■ Travail demandé:
**a)** Répondez à ces questions sur le texte consacré à Trasime et Timagène :
(i) Dans quelle ville et en quelle année la pièce a-t-elle d'abord été jouée ?
(ii) Chez qui la brochure de 1797 a-t-elle paru à Paris ?
(iii) Où se passe la scène ?
**b)** Recopiez tout le passage du texte consacré à Trasime et Timagène, depuis « [A part l’exposition, jugée » jusqu'à « passe à Samos. ».

■ Texte à lire:
--

Trasime & Timagene

Trasime & Timagene, tragédie en cinq actes et en vers, de Dubuisson, 16 novembre 1791.

Théâtre du Marais.

La pièce a d’abord été jouée à Rouen en 1787 (même si la brochure donne la date de 1783).

Titre :

Trasime et Timagène

Genre

tragédie

Nombre d'actes :

5

Vers / prose

en vers

Musique :

non

Date de création :

16 novembre 1791

Théâtre :

Théâtre du Marais

Auteur(s) des paroles :

Dubuisson

Sur la page de titre de la brochure, à Paris, chez Desenne, 1797 :

Trasime et Timagène, tragédie, Par M. Dubuisson. Représentée pour la première fois en 1783.

Mercure universel, tome IX, n° 261, du jeudi 17 novembre 1791, p. 270-271 :

[A part l’exposition, jugée confuse (« celni qui veut se rendre compte ainsi qu'aux autres, des beautés ou des défauts d'un ouvrage » et que ce travail fatigue beaucoup, c’est peut-être bien le critique avouant sa perplexité) et le meurtre de Memnon, « dont les motifs secrets et la haine cachée sont peut-être aussi développés trop tard », la pièce est jugée très réussie : « pensées puisées dans la nature », « vers très-énergiques », magnifique interprétation de M. Baptiste, tout cela a concouru au succès de la pièce.]

THEATRE DU MARAIS.

La première représentation de Trasime et Timagène a obtenu hier du succès. C’est un sujet d’invention. La scène se passe à Samos.

--

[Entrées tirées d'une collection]
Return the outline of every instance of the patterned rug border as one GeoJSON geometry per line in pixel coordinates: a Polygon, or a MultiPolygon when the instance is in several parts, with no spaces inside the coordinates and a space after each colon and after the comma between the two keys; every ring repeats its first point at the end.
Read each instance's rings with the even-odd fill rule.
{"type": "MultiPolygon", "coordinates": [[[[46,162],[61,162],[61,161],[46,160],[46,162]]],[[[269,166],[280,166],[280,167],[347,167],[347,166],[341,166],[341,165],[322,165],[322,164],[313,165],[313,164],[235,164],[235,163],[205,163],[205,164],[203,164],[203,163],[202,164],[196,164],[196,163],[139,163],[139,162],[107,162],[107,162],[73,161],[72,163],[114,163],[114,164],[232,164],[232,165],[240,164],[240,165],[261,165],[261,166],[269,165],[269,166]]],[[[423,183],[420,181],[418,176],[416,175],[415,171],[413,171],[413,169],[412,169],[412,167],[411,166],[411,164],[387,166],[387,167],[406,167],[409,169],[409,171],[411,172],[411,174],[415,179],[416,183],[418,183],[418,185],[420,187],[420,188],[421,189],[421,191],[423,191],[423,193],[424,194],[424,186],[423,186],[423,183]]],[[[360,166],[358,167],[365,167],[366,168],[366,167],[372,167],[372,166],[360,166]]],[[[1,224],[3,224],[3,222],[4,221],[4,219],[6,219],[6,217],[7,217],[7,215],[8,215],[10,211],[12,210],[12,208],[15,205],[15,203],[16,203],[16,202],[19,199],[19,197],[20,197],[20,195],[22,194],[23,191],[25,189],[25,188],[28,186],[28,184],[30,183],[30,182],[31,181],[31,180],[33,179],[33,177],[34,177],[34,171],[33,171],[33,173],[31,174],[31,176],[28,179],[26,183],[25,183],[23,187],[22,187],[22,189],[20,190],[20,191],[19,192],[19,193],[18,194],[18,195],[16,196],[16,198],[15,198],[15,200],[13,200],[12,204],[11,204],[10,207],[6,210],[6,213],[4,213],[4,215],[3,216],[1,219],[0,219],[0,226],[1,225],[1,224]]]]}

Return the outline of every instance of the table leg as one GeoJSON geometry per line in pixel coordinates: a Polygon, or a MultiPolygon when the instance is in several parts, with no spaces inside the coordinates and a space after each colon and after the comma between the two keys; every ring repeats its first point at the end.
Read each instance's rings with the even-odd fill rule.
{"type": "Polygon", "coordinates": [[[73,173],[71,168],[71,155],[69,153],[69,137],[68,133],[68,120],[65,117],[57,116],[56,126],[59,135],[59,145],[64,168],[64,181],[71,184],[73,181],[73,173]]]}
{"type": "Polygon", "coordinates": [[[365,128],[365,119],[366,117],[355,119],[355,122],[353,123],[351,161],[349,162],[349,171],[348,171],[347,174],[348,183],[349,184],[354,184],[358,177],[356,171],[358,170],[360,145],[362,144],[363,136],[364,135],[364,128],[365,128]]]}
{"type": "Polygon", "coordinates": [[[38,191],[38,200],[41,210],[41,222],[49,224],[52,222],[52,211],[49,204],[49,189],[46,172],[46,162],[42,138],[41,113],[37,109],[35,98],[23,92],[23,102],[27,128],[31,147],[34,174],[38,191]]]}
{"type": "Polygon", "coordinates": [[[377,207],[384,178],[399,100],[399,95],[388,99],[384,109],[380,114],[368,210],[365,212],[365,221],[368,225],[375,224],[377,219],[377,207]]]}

--

■ Réponses complètes:
**a)**
(i) À Rouen, en 1787.
(ii) Chez Desenne.
(iii) À Samos.

**b)**
[A part l’exposition, jugée confuse (« celni qui veut se rendre compte ainsi qu'aux autres, des beautés ou des défauts d'un ouvrage » et que ce travail fatigue beaucoup, c’est peut-être bien le critique avouant sa perplexité) et le meurtre de Memnon, « dont les motifs secrets et la haine cachée sont peut-être aussi développés trop tard », la pièce est jugée très réussie : « pensées puisées dans la nature », « vers très-énergiques », magnifique interprétation de M. Baptiste, tout cela a concouru au succès de la pièce.]

THEATRE DU MARAIS.

La première représentation de Trasime et Timagène a obtenu hier du succès. C’est un sujet d’invention. La scène se passe à Samos.